- _Passage shown_:
================================

You want pressure? For Canada, it's hockey gold -- or else
From the Atlantic Provinces to the Pacific coastline, Canadians will spend two weeks gleefully rooting for their country's stars in skiing, skating and snowboarding. Winter sports are a passion in the Great White North, but only one Olympic sport creates as much inner fear as it does cheers.
Hockey.
For many of Canada's 33 million residents, it's the only game that matters, the only sport in which a gold medal absolutely, positively must be won for the Vancouver games to be considered a success in the country that invented the game.
In Canada, the players grip hockey sticks, but the sport itself grips the nation, with an estimated one-fifth of the country actively involved in some way. Americans vividly recall where they were when Neil Armstrong walked on the moon in 1969, but the touchstone of cultural significance for Canadians is Paul Henderson scoring in the final minute to beat the U.S.S.R. during the famous 1972 Summit Series.
Referring to hockey as a mere sport almost demeans its societal importance in a country where a pond hockey game is pictured on the $5 bill. More Canadians, it is reputed, know the words to the timeworn arena anthem "The Hockey Song" by Stompin' Tom Connors (A sample: "Oh the good ole hockey game is the best game you can name") than do the lyrics to the national anthem.
Because of this national fixation with hockey, every Olympic shift by Sidney Crosby, every save attempt by Martin Brodeur, every shift change by coach Mike Babcock will be analyzed and agonized over in a land that has literally waited years for this moment but, now that's almost here, almost can't bear to watch.

================================

- _Supplied information_:

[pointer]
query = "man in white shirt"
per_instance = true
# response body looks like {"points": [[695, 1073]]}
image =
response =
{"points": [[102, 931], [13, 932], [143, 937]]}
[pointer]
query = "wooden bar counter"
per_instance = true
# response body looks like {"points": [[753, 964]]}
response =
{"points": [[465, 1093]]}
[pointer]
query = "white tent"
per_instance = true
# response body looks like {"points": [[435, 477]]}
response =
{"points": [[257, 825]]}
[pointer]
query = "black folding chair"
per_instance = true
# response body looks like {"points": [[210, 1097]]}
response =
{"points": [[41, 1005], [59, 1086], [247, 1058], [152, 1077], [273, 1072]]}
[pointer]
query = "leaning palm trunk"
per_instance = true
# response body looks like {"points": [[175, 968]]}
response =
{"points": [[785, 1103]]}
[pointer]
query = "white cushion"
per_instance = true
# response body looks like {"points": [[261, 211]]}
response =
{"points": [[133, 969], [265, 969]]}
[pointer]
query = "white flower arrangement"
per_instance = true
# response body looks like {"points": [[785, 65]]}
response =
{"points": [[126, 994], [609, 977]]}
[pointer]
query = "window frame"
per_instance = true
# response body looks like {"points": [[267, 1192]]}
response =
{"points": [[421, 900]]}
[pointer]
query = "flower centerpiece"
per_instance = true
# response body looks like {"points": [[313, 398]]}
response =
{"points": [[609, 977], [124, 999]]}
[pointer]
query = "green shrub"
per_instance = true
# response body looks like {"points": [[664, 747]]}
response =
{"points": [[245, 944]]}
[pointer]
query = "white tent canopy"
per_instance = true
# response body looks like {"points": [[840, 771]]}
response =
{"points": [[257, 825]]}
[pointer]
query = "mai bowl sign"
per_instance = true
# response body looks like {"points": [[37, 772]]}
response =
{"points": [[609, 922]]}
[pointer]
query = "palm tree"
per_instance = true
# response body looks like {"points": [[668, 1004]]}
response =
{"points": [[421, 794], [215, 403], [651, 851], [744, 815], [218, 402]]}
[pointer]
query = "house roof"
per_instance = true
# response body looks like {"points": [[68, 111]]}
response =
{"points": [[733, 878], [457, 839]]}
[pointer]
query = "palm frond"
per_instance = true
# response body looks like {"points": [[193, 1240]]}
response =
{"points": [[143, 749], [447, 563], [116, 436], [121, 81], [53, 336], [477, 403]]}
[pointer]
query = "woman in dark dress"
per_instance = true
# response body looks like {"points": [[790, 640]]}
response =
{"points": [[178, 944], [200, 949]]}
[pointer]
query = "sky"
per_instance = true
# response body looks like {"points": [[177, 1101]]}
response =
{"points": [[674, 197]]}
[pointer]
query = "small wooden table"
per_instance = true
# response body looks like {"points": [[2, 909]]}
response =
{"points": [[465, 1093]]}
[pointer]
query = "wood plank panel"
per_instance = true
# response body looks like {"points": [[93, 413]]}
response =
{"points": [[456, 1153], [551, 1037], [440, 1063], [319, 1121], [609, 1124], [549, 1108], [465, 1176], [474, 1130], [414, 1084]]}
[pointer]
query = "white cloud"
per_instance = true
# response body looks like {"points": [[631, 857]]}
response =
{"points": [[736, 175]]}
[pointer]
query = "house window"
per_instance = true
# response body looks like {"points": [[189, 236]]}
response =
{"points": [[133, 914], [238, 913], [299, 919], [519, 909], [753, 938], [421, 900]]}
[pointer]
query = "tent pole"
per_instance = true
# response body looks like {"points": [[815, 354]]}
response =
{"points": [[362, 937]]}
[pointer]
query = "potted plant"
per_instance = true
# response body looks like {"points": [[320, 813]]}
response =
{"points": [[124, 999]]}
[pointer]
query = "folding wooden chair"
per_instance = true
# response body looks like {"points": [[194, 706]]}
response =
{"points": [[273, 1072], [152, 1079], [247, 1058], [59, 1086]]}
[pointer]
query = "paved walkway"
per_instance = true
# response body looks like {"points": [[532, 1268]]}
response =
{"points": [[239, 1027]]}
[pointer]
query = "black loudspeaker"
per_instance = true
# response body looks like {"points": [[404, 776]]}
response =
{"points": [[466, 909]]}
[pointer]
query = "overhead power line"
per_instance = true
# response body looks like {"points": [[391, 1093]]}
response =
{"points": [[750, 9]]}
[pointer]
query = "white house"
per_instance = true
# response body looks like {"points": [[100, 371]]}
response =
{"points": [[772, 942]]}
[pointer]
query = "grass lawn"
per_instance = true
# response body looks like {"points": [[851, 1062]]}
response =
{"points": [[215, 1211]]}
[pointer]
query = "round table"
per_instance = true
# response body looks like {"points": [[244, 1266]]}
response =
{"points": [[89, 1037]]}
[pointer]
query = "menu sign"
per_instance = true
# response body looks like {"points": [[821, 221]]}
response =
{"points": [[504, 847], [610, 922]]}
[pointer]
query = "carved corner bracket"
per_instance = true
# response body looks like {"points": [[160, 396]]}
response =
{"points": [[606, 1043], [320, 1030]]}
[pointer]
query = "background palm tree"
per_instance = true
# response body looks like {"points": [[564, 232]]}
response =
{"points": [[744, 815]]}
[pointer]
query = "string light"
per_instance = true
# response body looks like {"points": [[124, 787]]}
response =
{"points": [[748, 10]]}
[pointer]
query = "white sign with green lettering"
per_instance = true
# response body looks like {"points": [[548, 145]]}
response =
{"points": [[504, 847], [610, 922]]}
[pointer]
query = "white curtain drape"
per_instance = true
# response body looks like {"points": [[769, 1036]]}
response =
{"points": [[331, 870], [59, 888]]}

================================

- _Required task_: Do these statements agree with the article about Canada and Olympic hockey? (a) A pond hockey game appears on Canada's $5 bill. (b) Canada has 33 million residents. (c) Paul Henderson scored in the final minute to beat the United States. For each, answer yes or no and quote the words that decide it. Base your answers only on the article about Canada and Olympic hockey, not on the data.

- _Response to the exercise_:
(a) Yes: "a pond hockey game is pictured on the $5 bill."
(b) Yes: "For many of Canada's 33 million residents."
(c) No: "Paul Henderson scoring in the final minute to beat the U.S.S.R."